**TASK DESCRIPTION**
Gather every line in the entries below that contains the word "detection". Copy each of those lines in full.

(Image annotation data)
● ● ●

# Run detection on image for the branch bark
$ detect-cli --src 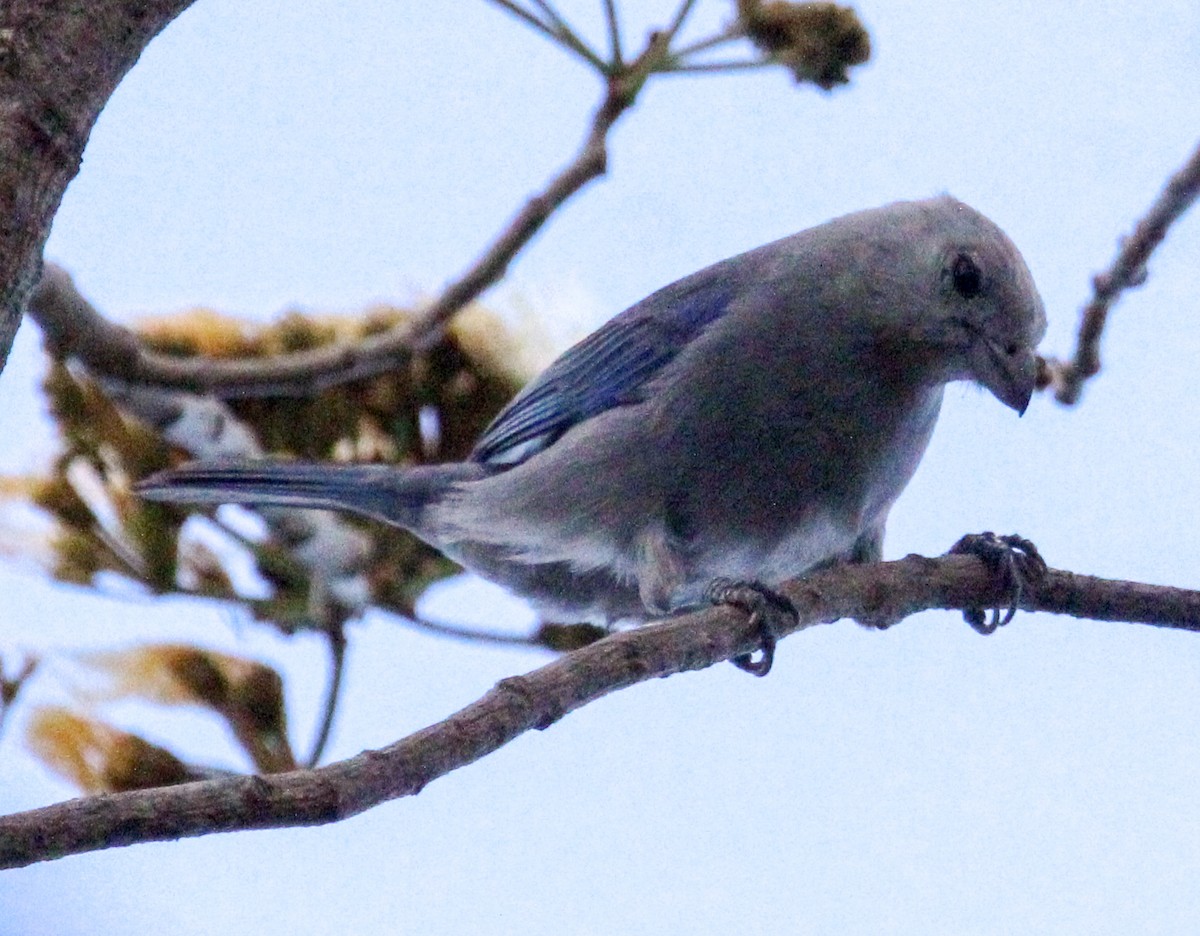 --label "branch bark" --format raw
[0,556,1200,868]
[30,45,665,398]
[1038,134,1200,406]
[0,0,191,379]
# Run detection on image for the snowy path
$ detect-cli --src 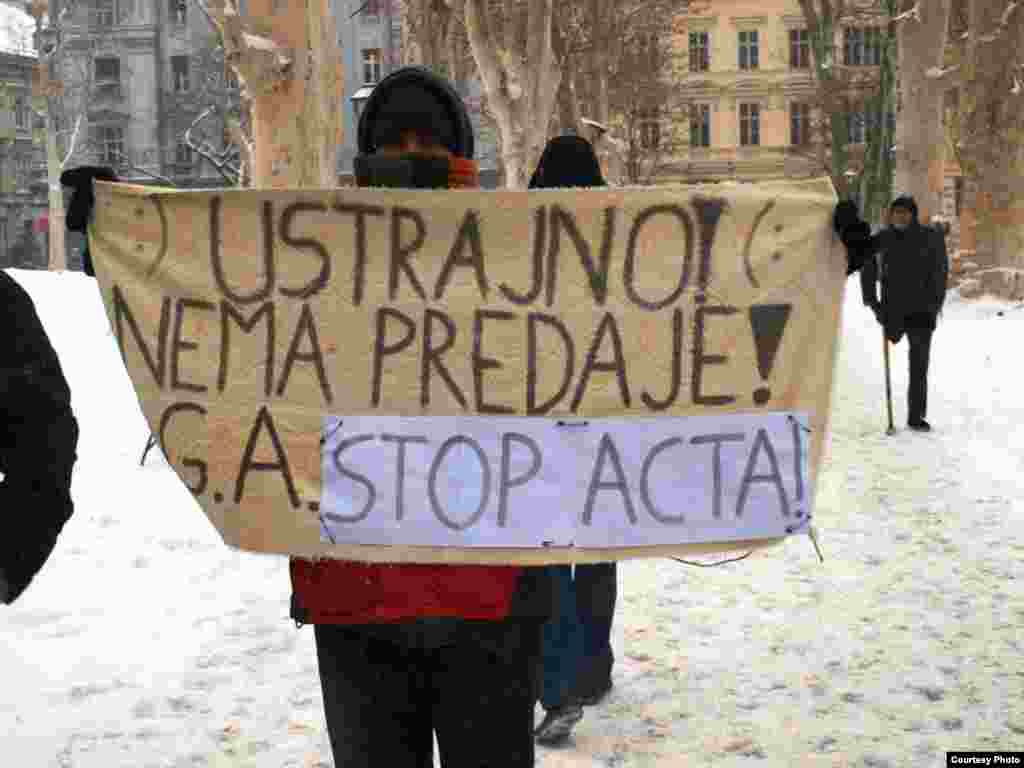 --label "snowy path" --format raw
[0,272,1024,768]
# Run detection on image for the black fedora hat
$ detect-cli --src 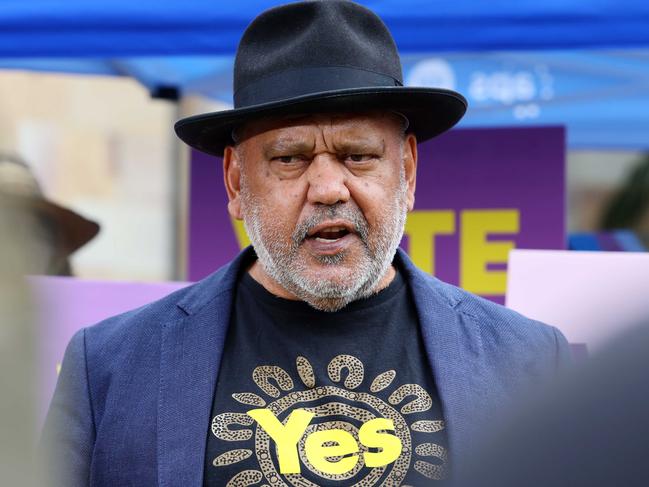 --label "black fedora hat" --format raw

● ● ●

**SOLUTION TO THIS EXERCISE**
# Run detection on image for the branch bark
# Run detection on image for the snowy path
# Run detection on image for the black fedora hat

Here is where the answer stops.